## begin
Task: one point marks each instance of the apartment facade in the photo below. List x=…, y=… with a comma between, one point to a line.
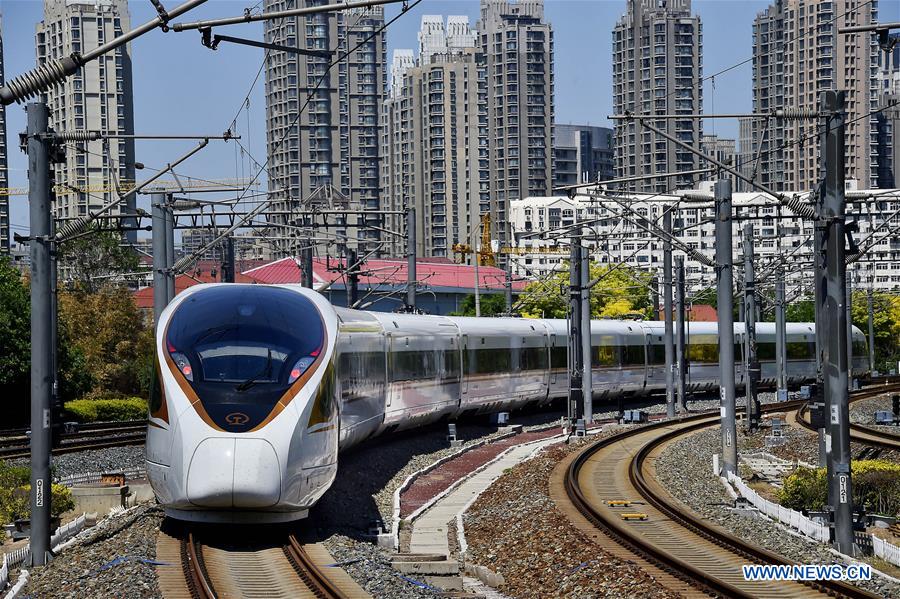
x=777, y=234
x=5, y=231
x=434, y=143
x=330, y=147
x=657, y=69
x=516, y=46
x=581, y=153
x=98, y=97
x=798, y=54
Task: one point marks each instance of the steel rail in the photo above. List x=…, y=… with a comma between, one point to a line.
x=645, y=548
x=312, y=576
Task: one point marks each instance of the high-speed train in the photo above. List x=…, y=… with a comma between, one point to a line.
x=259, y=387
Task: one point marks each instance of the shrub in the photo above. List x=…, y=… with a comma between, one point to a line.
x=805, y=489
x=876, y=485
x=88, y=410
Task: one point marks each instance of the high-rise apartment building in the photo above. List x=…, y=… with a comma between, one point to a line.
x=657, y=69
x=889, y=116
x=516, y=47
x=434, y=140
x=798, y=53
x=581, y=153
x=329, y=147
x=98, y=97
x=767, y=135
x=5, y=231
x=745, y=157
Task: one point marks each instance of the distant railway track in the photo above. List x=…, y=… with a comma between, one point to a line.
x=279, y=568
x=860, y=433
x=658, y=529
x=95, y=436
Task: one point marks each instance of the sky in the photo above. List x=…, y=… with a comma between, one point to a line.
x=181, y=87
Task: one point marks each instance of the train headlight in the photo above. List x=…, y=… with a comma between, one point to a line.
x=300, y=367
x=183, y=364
## end
## begin
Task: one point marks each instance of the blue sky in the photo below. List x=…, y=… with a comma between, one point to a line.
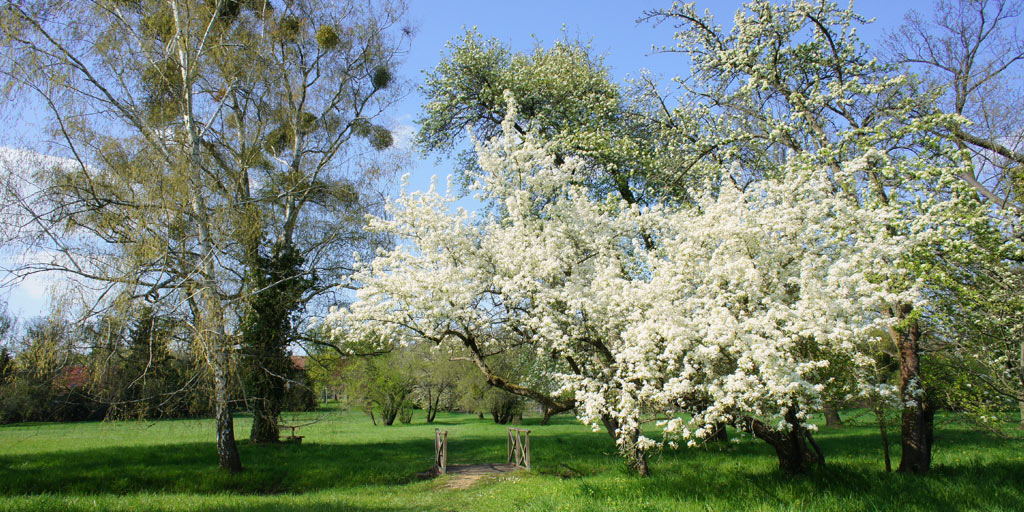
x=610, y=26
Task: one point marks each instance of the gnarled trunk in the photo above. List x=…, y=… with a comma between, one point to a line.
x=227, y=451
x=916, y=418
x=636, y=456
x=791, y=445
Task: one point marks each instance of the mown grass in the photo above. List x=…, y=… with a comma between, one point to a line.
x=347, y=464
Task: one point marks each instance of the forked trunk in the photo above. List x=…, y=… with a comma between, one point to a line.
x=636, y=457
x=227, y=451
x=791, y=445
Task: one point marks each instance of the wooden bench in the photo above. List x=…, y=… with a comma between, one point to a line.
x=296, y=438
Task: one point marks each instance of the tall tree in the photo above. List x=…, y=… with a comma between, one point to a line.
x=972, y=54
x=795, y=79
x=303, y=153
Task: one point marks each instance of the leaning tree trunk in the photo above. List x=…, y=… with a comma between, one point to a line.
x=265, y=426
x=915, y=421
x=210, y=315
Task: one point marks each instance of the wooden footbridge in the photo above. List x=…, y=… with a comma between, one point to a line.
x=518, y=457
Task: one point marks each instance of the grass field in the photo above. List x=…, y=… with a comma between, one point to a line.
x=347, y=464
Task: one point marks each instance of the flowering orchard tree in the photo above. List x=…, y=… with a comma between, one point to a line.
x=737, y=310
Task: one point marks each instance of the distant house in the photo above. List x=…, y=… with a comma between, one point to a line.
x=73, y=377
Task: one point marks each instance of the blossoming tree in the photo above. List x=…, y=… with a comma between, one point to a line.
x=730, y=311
## end
## begin
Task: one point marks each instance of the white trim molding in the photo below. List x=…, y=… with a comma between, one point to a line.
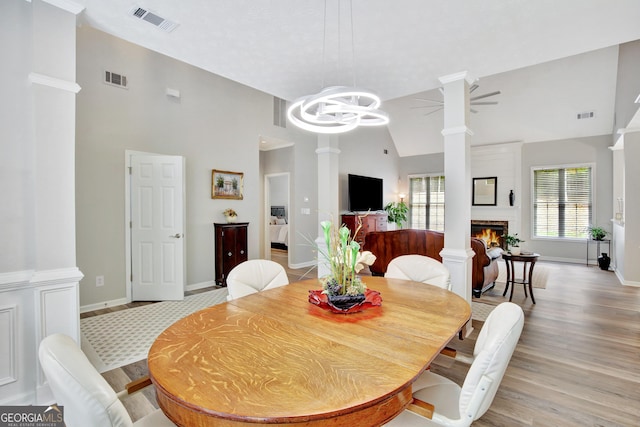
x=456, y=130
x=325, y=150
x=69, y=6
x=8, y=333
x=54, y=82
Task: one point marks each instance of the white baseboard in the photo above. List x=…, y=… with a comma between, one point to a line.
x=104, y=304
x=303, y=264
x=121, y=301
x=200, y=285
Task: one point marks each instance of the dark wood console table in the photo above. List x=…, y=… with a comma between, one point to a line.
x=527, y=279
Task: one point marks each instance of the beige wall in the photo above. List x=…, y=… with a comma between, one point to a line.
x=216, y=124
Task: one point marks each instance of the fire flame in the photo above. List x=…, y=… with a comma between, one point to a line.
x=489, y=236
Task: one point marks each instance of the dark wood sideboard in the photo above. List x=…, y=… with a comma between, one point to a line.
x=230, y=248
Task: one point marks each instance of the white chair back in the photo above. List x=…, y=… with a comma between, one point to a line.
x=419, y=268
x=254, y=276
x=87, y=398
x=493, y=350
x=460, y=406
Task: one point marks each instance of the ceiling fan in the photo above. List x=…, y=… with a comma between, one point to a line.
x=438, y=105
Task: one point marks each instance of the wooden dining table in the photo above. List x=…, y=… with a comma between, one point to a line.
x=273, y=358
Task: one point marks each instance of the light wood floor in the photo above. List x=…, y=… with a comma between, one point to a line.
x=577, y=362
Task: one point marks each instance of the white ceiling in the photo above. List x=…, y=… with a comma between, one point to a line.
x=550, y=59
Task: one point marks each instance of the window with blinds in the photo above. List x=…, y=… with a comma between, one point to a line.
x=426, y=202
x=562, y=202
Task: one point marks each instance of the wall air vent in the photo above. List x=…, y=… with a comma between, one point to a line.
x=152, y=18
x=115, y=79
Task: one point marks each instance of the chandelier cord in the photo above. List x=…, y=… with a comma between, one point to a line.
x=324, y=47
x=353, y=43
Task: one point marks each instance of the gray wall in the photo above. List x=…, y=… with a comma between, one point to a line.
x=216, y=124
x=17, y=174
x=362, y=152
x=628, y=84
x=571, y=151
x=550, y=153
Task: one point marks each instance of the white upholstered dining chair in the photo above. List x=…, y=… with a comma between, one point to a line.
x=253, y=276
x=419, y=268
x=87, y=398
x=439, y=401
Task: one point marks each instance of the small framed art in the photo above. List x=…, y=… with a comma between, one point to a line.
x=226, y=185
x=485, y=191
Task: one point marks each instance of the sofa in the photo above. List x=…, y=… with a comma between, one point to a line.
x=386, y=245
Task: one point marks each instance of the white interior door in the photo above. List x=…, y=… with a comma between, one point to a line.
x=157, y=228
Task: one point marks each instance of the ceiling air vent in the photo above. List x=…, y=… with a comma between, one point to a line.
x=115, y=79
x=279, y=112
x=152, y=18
## end
→ TASK OBJECTIVE: Copy the lines from the one with "Task: one point marks each instance of the tall" to the one with "x=303, y=153", replacing "tall tree" with "pine tree" and leaving all else unchanged.

→ EXERCISE RESULT:
Task: one point marks each instance of the pine tree in the photo above. List x=…, y=… with a comma between, one point to a line.
x=972, y=54
x=795, y=79
x=303, y=153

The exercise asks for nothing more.